== REQUIRED TASKS ==
a) Reproduce the Poisson demo description word for word, everything from "This demo is" down to "of the command.".
b) Carry on writing the Poisson demo description, picking up after its last sentence.

== SOURCE ==
'''

Poisson in 2D
=============

Solve a constant coefficient Poisson problem on a regular grid. The source
code for this demo can be `downloaded here <../../_static/poisson2d.py>`__

.. math::

    - u_{xx} - u_{yy} = 1 \quad\textsf{in}\quad [0,1]^2\\
    u = 0 \quad\textsf{on the boundary.}

This is a naïve, parallel implementation, using :math:`n` interior grid
points per dimension and a lexicographic ordering of the nodes.

This code is kept as simple as possible. However, simplicity comes at a
price. Here we use a naive decomposition that does not lead to an optimal
communication complexity for the matrix-vector product. An optimal complexity
decomposition of a structured grid could be achieved using `PETSc.DMDA`.

This demo is structured as a script to be executed using:

.. code-block:: console

  $ python poisson2d.py

potentially with additional options passed at the end of the command.

'''

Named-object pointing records
'''

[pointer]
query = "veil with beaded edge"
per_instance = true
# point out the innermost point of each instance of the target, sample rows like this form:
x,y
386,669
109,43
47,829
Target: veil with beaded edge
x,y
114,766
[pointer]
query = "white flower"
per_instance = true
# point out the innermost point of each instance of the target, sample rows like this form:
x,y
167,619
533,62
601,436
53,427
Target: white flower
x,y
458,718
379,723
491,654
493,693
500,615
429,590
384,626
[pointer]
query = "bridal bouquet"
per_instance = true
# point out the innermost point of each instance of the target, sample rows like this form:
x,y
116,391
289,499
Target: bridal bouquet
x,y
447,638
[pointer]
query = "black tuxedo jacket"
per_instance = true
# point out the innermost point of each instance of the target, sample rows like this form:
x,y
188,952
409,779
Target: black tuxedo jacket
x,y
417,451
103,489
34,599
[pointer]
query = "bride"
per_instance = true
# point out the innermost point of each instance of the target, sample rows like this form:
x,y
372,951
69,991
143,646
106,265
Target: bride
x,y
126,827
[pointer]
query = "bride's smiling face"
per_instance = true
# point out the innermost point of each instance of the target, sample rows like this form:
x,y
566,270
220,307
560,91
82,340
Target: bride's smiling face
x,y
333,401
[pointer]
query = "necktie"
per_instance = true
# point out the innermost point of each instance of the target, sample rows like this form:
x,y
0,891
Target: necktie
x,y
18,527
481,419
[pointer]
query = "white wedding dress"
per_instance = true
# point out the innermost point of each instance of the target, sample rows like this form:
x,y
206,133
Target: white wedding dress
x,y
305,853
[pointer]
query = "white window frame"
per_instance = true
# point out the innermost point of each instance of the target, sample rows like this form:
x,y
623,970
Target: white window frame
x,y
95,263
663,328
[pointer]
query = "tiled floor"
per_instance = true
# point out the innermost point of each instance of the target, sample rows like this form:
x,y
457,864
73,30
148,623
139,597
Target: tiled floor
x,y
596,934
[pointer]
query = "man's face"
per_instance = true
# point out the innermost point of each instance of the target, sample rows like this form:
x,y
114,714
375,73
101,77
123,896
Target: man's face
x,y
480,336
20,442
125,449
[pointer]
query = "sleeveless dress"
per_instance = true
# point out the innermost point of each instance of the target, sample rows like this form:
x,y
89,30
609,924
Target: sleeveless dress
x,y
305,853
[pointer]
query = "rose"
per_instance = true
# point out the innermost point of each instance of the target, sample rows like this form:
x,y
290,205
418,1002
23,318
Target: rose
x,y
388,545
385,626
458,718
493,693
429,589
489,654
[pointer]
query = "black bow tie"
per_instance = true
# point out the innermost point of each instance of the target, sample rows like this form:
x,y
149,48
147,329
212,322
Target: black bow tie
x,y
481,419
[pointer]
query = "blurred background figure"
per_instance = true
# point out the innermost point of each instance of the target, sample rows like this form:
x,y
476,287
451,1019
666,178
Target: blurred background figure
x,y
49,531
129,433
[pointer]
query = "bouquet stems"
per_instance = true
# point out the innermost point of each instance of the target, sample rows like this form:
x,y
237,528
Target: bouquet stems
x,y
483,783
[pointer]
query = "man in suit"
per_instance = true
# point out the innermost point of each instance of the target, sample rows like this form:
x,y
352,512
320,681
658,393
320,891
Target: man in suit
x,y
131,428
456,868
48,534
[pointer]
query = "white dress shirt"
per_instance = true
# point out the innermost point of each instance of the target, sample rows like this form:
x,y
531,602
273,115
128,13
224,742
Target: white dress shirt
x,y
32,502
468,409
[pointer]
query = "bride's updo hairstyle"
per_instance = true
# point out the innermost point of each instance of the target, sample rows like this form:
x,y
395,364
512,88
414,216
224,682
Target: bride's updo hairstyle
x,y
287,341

'''
'''

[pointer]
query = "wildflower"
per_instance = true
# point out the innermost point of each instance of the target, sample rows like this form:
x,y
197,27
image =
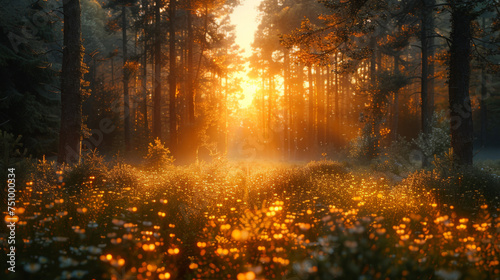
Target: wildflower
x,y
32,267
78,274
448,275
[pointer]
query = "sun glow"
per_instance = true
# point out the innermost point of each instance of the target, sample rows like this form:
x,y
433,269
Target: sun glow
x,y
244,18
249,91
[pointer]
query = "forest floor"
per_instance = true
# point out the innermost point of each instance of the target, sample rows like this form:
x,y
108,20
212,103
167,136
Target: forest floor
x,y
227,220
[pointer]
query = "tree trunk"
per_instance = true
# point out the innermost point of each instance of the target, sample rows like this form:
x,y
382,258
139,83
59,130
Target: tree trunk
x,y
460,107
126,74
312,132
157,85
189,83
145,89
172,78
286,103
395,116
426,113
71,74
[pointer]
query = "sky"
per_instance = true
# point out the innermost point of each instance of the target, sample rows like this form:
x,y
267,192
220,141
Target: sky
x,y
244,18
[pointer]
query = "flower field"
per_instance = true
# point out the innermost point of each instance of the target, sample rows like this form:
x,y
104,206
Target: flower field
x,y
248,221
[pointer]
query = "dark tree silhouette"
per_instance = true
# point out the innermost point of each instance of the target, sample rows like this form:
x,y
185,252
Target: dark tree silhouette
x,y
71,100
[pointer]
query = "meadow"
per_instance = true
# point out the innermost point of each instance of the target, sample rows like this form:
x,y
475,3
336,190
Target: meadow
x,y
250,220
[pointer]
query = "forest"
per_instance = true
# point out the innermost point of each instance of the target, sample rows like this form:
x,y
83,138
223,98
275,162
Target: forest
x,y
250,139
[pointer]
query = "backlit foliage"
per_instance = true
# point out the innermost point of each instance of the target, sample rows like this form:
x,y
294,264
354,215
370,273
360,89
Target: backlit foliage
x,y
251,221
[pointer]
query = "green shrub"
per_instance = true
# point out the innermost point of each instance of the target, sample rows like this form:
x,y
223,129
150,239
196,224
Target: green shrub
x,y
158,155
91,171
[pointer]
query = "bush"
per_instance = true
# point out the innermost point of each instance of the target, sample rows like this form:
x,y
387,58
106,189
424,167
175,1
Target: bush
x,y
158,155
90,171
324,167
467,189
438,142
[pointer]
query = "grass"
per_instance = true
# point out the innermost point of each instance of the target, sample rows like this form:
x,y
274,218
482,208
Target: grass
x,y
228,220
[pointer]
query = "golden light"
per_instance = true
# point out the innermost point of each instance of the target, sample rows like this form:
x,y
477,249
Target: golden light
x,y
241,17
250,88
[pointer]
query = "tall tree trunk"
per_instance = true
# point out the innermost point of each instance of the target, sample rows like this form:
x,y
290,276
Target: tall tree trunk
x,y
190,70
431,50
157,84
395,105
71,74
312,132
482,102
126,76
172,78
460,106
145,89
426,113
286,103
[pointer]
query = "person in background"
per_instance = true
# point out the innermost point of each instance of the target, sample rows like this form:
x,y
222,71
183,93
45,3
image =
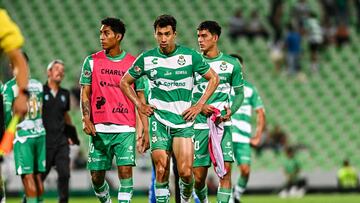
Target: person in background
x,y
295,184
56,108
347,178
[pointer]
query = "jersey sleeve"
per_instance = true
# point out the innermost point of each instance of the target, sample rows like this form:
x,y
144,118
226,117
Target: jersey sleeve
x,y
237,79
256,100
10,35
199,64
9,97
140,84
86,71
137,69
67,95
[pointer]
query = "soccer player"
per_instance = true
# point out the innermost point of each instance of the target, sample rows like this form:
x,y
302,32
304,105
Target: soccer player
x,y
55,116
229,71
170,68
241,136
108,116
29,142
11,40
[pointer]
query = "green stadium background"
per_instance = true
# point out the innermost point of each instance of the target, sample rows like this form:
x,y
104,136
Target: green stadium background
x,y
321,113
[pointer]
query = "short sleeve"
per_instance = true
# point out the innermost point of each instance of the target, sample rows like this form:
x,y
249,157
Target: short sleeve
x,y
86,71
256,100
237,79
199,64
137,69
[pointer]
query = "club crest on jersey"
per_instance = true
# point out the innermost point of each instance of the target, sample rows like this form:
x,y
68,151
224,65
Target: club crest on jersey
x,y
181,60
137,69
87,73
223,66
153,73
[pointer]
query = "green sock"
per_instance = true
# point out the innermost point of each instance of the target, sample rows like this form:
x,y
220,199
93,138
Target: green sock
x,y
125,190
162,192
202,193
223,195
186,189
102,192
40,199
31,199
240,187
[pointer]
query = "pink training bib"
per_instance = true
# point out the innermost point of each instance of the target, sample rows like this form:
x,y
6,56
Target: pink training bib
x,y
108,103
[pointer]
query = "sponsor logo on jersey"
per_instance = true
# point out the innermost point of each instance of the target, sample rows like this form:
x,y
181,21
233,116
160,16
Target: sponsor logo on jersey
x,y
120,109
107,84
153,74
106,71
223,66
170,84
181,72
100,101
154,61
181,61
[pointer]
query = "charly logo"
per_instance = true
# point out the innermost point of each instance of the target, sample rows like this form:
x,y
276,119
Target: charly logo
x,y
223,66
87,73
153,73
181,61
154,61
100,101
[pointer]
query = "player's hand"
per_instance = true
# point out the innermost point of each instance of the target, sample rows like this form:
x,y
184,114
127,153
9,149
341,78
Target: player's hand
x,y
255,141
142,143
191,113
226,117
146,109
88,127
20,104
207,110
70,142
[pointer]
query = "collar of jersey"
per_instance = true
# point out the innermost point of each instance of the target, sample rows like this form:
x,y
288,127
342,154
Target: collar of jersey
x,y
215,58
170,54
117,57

'''

== ANSWERS FOR THE TASKS ==
a)
This demo is structured as a script to be executed using:

.. code-block:: console

  $ python poisson2d.py

potentially with additional options passed at the end of the command.

b)
At the start of your script, call `petsc4py.init` passing `sys.argv` so that
command-line arguments to the script are passed through to PETSc.

::

  import sys
  import petsc4py

  petsc4py.init(sys.argv)

The full PETSc4py API is to be found in the `petsc4py.PETSc` module.

::

  from petsc4py import PETSc

PETSc is extensively programmable using the `PETSc.Options` database. For
more information see `working with PETSc Options <petsc_options>`.

::

  OptDB = PETSc.Options()

Grid size and spacing using a default value of ``5``. The user can specify a
different number of points in each direction by passing the ``-n`` option to
the script.

::

  n = OptDB.getInt('n', 5)
  h = 1.0 / (n + 1)

Matrices are instances of the `PETSc.Mat` class.

::

  A = PETSc.Mat()

Create the underlying PETSc C Mat object.
You can omit the ``comm`` argument if your objects live on
`PETSc.COMM_WORLD` but it is a dangerous choice to rely on default values
for such important arguments.

::

  A.create(comm=PETSc.COMM_WORLD)

Specify global matrix shape with a tuple.

::

  A.setSizes((n * n, n * n))

The call above implicitly assumes that we leave the parallel decomposition of
the matrix rows to PETSc by using `PETSc.DECIDE` for local sizes.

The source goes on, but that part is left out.